What you should do:
Write out, word for word, every line from the one containing "Put one point on every instance of the blue jeans" through the last line of the records below, both ends included.

::: Input material

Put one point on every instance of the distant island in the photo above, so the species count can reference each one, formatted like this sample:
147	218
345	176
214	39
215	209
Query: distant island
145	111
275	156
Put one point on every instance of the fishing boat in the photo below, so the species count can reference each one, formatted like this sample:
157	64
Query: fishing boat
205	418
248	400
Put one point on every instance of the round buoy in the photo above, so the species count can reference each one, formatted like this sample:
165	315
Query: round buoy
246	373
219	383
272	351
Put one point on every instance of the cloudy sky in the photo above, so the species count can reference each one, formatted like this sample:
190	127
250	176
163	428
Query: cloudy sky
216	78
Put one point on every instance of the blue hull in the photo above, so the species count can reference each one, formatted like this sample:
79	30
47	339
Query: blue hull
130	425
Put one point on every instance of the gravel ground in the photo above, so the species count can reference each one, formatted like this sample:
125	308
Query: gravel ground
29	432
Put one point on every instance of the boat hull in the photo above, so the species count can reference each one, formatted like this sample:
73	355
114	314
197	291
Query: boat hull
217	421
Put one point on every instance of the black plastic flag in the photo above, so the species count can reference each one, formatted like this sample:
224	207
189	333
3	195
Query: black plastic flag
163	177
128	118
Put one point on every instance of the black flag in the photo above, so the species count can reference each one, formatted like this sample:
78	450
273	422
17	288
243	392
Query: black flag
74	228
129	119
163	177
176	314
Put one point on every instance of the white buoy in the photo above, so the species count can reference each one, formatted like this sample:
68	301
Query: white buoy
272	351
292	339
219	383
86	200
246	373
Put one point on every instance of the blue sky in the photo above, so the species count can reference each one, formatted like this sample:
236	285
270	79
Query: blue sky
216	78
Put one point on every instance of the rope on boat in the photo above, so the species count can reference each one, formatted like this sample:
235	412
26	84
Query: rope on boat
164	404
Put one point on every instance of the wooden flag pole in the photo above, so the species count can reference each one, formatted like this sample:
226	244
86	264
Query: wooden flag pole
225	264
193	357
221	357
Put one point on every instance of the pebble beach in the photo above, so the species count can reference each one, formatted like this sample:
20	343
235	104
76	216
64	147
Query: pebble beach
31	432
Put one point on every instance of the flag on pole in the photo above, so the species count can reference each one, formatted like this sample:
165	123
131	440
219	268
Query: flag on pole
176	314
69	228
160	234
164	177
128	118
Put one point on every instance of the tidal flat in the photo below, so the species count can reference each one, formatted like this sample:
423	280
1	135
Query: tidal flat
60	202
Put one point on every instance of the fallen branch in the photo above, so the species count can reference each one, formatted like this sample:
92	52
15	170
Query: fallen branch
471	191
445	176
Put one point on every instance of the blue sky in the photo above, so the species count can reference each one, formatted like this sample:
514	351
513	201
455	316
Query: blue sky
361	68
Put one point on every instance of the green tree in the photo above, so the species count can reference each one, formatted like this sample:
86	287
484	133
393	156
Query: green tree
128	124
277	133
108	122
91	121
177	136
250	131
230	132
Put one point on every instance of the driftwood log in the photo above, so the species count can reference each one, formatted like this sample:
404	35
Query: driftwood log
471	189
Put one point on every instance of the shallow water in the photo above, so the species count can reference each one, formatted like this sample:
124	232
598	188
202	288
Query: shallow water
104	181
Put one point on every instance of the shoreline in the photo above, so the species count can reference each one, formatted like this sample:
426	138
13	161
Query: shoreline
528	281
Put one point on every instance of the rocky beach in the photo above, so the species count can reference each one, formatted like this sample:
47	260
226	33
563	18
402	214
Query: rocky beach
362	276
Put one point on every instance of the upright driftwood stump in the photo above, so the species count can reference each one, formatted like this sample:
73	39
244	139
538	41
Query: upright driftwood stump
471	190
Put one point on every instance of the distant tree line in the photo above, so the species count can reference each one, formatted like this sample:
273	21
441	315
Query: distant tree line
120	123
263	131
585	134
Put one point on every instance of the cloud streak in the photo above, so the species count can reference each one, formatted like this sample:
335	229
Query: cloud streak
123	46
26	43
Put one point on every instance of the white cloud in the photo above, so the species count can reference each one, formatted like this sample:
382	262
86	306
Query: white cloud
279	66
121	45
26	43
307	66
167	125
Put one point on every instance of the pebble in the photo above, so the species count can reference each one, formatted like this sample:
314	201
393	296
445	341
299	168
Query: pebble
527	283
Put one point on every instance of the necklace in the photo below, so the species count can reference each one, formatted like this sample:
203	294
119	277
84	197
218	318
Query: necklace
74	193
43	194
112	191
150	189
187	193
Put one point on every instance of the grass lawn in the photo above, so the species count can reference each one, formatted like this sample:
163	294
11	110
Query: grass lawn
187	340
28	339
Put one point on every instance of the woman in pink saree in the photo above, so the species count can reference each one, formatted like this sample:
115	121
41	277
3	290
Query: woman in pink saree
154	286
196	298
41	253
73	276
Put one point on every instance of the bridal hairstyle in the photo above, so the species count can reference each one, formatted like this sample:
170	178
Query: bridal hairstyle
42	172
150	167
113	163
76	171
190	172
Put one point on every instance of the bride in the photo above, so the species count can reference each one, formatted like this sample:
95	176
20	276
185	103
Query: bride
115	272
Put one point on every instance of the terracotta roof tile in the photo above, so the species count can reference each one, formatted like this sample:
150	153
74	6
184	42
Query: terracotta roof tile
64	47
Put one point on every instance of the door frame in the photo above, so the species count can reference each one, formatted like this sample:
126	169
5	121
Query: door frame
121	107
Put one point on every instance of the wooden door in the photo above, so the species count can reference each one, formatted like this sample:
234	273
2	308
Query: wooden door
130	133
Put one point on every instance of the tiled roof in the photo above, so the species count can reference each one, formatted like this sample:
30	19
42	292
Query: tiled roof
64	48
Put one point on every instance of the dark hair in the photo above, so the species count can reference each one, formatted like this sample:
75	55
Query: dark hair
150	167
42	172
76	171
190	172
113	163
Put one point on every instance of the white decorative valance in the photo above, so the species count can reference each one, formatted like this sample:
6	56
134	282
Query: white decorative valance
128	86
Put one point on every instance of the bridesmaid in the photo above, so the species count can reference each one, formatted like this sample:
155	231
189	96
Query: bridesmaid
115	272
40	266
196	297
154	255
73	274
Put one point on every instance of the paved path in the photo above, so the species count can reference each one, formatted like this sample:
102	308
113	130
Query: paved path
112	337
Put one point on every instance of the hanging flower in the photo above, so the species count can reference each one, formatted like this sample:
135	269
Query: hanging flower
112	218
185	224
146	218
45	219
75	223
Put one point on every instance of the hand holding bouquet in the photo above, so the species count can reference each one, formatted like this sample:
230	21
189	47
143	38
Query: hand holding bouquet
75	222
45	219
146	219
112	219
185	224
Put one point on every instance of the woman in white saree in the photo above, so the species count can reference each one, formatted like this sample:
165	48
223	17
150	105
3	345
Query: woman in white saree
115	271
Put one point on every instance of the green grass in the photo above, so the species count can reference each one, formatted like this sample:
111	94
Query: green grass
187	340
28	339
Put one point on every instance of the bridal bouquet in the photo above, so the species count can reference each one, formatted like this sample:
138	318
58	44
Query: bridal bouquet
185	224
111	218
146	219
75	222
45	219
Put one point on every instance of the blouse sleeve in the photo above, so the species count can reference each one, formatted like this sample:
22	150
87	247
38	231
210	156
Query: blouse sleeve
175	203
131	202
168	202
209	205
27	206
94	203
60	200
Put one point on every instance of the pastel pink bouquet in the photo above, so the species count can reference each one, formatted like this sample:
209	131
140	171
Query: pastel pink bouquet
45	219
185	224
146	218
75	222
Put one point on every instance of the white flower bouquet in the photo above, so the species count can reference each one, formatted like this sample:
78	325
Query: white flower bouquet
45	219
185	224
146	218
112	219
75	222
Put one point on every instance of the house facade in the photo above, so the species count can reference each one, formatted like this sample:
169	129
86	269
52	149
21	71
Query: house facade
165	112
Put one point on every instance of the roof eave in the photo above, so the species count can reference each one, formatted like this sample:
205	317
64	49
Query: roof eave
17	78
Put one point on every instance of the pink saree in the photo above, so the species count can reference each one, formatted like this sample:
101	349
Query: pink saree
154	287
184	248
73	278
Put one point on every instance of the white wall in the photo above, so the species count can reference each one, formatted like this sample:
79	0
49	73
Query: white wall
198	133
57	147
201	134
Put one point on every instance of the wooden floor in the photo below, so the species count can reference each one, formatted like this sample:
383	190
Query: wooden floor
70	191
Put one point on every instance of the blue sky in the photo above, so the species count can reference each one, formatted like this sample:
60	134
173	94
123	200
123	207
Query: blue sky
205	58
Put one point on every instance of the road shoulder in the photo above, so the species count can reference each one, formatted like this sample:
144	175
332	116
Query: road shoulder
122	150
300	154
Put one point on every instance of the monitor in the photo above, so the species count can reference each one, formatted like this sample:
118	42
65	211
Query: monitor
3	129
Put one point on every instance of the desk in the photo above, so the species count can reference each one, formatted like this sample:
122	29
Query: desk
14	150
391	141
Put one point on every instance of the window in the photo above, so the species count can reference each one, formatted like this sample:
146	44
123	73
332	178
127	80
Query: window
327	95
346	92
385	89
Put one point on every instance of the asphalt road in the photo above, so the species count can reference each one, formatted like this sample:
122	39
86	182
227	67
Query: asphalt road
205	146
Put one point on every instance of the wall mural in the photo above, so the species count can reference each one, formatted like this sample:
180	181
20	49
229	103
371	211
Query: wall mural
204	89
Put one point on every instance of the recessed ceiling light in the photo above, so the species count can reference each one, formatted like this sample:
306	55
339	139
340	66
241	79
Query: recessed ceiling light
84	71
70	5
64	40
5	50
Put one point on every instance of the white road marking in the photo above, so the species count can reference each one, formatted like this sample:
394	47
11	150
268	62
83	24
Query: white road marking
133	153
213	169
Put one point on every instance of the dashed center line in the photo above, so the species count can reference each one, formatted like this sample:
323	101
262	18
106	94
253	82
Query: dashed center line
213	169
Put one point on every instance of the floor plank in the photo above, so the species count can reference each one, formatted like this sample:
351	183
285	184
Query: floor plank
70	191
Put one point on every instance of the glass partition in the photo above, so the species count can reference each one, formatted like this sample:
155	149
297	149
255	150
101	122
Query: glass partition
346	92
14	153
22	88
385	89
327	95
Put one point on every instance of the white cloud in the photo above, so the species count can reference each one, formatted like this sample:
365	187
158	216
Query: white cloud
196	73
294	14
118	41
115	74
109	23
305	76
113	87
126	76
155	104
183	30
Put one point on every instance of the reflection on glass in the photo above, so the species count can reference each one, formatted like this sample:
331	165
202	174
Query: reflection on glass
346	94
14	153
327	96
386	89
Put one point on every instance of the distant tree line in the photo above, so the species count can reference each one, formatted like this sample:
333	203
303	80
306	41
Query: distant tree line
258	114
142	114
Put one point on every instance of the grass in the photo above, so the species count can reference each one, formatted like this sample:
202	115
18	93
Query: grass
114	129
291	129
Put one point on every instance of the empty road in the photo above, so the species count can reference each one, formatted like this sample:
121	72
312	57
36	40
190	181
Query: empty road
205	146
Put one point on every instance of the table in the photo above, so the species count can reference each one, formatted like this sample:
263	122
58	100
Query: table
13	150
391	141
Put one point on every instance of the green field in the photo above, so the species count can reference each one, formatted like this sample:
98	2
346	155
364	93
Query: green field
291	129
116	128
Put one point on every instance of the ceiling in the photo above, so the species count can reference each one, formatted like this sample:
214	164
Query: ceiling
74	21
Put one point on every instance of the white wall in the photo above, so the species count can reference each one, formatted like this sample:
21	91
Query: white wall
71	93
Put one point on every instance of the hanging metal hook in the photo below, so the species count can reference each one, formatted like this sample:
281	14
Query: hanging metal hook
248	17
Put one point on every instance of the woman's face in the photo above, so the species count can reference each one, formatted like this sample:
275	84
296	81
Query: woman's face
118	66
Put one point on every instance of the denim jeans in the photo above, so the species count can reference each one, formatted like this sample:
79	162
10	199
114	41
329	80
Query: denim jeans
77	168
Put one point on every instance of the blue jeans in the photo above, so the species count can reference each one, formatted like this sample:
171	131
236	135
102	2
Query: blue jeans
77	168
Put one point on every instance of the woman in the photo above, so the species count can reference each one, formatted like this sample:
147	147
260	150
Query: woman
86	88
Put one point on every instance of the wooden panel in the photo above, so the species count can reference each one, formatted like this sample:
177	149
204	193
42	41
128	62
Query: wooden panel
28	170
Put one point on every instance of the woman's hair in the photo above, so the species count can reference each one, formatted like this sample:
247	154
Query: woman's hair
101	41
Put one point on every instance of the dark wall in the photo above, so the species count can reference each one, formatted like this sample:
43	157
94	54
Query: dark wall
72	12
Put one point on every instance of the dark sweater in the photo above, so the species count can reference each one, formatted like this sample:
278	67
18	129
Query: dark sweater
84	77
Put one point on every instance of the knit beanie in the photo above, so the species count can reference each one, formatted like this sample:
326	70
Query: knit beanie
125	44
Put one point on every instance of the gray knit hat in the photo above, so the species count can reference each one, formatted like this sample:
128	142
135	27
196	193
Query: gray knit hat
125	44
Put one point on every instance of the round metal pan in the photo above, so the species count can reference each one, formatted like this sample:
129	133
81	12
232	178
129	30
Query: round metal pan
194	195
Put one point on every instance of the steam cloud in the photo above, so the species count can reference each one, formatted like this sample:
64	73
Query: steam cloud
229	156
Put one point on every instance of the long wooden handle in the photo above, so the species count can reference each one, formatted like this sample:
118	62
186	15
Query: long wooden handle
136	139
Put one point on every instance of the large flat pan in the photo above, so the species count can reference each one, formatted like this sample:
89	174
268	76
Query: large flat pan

::::::

The output:
Put one point on every instance of the blue jeans in the photo above, so the species count can reference each one, formatted like this sample:
171	131
236	135
102	2
Query: blue jeans
77	168
Put one point on every instance of the woman in the photo above, so the species count can reference each one, formatted like this sample:
147	147
260	150
Query: woman
86	88
Put one point on every instance of the wooden panel in the photo above, so the species count can reference each one, formatted like this sample:
177	149
204	193
42	41
128	62
Query: wooden panel
28	170
Put one point on every instance of the woman's hair in the photo above, so the species count can reference each one, formatted like this sample:
247	154
Query: woman's hair
101	41
Put one point on every instance of the dark wall in the photo above, so the species count can reference each one, formatted like this sample:
43	157
94	54
Query: dark wall
72	12
Put one point on every instance of the dark sweater in the photo above, so the species count can reference each one, formatted like this sample:
278	67
18	129
Query: dark sweater
84	77
Put one point on every instance of the knit beanie in the photo above, so the species count can reference each one, formatted like this sample:
326	70
Query: knit beanie
125	44
Put one point on every instance of the gray knit hat in the photo above, so the species count can reference each one, formatted like this sample:
128	142
135	27
196	193
Query: gray knit hat
125	44
Put one point on every instance of the round metal pan in the photo above, so the species count can reference each one, formatted like this sample:
129	133
81	12
232	178
129	30
Query: round metal pan
194	195
Put one point on every instance of the steam cloud in the photo above, so the species count can reference each one, formatted like this sample:
64	73
Query: steam cloud
229	156
Put one point on every instance of the long wooden handle in the photo above, so the species count can reference each one, formatted like this sample:
118	62
186	15
Query: long wooden handle
136	139
Put one point on every instance of the large flat pan in the photo above, so the species count can reference each one, formatted like this sample:
89	174
268	76
Query: large flat pan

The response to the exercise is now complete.